[Pointing dataset records]
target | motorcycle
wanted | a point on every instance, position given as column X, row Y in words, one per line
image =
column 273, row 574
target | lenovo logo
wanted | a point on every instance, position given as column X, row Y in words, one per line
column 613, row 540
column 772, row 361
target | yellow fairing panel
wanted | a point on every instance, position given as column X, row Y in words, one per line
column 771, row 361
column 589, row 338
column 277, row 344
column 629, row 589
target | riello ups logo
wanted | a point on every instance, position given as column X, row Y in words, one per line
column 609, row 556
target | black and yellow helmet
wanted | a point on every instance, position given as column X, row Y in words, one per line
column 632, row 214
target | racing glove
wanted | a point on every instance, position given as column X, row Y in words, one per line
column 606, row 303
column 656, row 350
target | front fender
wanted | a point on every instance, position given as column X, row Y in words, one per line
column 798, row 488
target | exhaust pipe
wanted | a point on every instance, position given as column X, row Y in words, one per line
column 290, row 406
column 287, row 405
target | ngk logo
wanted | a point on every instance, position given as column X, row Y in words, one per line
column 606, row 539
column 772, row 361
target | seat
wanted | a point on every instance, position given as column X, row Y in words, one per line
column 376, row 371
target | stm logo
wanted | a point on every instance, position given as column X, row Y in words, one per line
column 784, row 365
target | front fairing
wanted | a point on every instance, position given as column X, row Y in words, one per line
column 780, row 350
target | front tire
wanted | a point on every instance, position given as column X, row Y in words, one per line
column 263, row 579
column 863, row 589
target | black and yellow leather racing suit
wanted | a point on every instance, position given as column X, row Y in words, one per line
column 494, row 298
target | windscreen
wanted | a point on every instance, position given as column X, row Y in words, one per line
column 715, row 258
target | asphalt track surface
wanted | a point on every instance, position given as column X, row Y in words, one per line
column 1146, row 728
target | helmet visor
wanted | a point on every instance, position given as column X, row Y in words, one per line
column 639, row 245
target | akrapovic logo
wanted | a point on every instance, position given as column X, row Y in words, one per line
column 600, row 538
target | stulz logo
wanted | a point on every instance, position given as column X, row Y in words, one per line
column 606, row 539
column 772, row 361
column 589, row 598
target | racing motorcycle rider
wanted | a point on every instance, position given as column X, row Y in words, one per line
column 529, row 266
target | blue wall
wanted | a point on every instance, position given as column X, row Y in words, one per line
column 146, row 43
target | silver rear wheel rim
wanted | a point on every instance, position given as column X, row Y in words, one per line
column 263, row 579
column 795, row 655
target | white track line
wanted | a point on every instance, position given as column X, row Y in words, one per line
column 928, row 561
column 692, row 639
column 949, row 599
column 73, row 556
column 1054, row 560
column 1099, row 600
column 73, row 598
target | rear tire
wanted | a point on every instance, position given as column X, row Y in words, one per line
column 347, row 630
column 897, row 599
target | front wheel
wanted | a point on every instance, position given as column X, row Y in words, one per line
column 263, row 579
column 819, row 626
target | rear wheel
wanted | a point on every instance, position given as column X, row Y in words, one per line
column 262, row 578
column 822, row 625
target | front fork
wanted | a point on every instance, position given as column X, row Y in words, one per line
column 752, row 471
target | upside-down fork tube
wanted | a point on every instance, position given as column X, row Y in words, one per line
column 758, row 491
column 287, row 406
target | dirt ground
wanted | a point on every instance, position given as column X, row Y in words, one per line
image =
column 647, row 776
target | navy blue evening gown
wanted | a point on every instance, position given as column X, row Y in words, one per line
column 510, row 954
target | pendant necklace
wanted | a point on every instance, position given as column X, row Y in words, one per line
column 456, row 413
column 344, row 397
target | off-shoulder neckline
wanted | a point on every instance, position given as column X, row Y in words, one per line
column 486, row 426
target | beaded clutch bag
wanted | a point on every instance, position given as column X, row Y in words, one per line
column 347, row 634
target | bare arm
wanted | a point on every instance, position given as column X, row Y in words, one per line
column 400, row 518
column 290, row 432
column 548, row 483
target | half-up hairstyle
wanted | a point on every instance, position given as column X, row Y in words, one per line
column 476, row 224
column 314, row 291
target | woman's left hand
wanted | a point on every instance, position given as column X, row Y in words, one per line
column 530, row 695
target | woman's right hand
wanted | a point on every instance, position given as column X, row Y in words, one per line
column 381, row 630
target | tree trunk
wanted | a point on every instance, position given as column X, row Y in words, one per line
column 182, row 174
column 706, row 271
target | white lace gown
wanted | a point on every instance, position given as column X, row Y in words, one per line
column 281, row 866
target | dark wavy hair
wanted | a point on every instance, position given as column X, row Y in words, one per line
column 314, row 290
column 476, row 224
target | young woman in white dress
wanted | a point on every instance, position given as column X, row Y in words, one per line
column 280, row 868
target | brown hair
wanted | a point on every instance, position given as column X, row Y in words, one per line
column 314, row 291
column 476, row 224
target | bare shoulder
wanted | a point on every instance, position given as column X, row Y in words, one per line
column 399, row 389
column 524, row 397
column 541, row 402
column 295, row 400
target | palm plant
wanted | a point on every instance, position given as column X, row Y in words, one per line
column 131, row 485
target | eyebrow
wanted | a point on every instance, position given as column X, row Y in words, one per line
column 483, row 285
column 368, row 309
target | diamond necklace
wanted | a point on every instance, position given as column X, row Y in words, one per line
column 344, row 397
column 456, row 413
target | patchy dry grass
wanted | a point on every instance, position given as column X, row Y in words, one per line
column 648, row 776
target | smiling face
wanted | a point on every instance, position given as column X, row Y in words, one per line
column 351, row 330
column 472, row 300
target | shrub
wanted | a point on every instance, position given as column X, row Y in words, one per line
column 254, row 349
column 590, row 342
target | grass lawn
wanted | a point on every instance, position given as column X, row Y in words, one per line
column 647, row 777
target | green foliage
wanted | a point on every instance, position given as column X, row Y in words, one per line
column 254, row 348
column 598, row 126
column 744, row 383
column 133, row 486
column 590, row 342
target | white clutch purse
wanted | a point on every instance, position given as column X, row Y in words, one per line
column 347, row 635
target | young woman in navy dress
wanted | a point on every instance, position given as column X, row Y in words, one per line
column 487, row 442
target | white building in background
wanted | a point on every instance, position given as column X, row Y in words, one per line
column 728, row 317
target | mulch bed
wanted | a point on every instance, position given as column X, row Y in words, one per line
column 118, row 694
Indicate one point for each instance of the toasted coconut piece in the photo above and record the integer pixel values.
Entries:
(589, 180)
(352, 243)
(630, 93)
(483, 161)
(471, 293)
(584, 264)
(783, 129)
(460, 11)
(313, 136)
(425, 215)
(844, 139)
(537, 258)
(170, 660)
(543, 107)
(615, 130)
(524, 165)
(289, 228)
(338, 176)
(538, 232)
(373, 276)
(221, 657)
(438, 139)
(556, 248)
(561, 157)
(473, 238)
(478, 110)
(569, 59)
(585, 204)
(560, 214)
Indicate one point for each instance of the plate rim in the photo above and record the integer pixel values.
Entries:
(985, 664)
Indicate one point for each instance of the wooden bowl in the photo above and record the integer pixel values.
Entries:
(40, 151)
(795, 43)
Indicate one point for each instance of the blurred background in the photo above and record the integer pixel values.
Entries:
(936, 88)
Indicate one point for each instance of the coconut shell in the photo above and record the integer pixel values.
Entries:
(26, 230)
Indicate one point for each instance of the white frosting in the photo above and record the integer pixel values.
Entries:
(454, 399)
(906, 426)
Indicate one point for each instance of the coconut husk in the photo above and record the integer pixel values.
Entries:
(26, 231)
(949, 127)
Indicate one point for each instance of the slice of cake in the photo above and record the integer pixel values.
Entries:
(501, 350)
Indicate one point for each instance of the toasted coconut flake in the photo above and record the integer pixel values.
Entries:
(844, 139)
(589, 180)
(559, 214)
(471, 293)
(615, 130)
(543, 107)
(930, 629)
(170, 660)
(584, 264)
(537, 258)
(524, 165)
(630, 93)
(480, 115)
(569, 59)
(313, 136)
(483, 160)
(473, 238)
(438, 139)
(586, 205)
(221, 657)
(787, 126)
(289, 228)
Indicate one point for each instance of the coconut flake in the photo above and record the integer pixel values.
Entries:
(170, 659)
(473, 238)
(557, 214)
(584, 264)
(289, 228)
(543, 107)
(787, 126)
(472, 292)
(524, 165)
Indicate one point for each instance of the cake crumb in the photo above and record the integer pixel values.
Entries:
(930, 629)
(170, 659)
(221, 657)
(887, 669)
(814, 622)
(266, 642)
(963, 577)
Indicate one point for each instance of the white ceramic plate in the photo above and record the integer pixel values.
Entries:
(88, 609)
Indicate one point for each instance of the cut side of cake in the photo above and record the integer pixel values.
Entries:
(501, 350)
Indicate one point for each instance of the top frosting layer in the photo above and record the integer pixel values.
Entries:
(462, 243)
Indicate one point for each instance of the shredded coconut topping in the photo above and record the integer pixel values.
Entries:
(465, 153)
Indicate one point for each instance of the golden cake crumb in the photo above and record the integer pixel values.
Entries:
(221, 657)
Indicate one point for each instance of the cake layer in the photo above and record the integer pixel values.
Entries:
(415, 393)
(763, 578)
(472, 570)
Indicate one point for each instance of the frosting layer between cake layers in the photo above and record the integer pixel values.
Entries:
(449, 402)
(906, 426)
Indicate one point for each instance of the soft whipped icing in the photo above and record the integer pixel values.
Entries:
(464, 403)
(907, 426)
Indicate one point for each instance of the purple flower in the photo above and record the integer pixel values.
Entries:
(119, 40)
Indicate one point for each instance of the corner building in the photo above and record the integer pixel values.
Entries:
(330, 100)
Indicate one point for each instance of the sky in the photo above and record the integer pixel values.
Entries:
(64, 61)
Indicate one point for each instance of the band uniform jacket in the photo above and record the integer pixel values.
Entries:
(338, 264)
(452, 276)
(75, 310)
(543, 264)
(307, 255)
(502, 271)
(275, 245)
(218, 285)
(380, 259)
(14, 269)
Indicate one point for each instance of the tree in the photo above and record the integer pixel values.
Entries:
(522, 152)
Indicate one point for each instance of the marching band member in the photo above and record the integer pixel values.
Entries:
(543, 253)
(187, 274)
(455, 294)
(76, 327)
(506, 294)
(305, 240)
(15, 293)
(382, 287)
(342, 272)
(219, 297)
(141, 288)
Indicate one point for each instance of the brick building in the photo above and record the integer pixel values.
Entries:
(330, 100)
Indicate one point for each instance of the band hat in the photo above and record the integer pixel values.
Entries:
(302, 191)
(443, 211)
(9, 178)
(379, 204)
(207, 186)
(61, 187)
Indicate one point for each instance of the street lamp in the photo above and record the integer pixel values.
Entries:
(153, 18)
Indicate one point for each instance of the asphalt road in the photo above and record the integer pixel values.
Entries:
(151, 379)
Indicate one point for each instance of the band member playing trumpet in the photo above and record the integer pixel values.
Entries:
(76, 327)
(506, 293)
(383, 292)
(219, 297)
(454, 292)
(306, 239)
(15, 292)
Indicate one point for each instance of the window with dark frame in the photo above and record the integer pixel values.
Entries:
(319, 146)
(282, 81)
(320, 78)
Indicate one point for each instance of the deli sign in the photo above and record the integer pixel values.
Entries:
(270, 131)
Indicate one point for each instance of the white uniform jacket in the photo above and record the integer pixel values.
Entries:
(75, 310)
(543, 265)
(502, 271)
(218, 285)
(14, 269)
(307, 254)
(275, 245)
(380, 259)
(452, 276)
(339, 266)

**Requirements**: Reproduce the lines of the records above from the line with "target | white track line" up to and including the line with "column 897, row 599".

**Task result**:
target | white track line
wanted | a point on every instance, position given as column X, row Y in words, one per line
column 928, row 561
column 692, row 639
column 949, row 599
column 73, row 556
column 1054, row 560
column 1099, row 600
column 73, row 598
target | rear tire
wanted | a point on every instance, position given as column X, row Y in words, one per line
column 347, row 630
column 897, row 599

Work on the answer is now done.